PROVIDED RECORDS =

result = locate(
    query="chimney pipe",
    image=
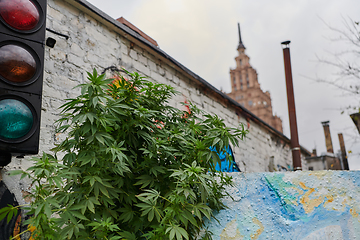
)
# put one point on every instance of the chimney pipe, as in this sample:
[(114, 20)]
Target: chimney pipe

PROMPT = Collect every line in the rows above that contains the string "chimney", copying each one unchanged.

RESULT =
    query="chimney pipe",
# put one point on every instance of the chimney pipe, as in this sample:
Target: chimney pipe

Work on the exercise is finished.